==== EXTRACTED INFORMATION ====
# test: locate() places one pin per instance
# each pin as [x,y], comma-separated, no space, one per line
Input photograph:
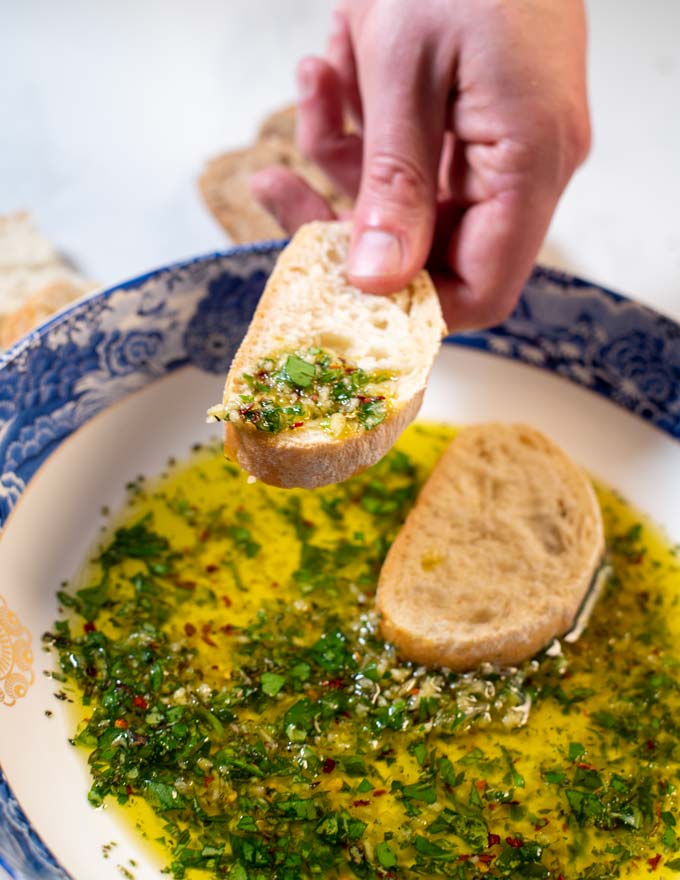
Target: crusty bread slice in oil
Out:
[498,554]
[308,302]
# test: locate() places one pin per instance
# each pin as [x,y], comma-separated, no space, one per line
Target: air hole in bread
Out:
[548,534]
[335,342]
[481,615]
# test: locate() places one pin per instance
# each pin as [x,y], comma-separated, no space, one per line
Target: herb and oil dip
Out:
[237,700]
[309,388]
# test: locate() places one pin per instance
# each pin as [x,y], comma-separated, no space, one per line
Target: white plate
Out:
[115,386]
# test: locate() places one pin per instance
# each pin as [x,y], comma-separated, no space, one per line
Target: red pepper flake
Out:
[333,683]
[206,632]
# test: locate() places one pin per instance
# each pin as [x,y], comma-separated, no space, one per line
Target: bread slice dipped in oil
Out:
[498,554]
[327,376]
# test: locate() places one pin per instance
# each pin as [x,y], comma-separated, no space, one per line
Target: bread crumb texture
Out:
[498,554]
[308,302]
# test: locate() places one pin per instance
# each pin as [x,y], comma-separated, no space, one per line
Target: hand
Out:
[470,117]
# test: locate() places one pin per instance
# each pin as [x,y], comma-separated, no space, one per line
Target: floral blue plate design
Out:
[119,341]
====
## DIRECTIONS
In your copy of the listing above, reproduce each line exactly and omit all pictures.

## SOLUTION
# test: locate() places one pin per instance
# each pin as [x,y], comma-separated, no space, one per line
Input photograph:
Target: crusty bread slice in oil
Out:
[498,554]
[308,302]
# test: locate() places one pin per instance
# each pin as [x,y], comma-separated, no space, one per line
Target: air hole in bread
Out:
[548,534]
[335,342]
[481,615]
# test: locate() places one pin per instance
# each pin as [x,y], comma-separated, no space, one per line
Target: herb and oil dip
Out:
[237,700]
[309,388]
# test: locate() places one pin per instance
# each pin as [x,y], comma-separated, no space, one per line
Target: white plate
Out:
[115,386]
# test: locate() places one pin per instance
# each pin as [x,y], comma-separated, no space, one per line
Target: red pepper flake
Out:
[333,683]
[206,632]
# test: locate() places one pin per instance
# each pin as [x,y], comma-separated, no space, one per line
Target: bread slice dipped in oil
Out:
[498,554]
[327,376]
# test: locate() places one pin per instance
# each pin as [x,y], comma-separated, no space, one per line
Target: bread crumb texture
Out:
[498,554]
[308,302]
# test: locate() places one pin per instance
# each pin as [x,y], comma-separated, no space, one per line
Target: hand
Out:
[470,117]
# test: locate() places one pin per instance
# each pin as [x,y], comma-separated, no space, one per line
Target: floral blue plate design
Out:
[119,341]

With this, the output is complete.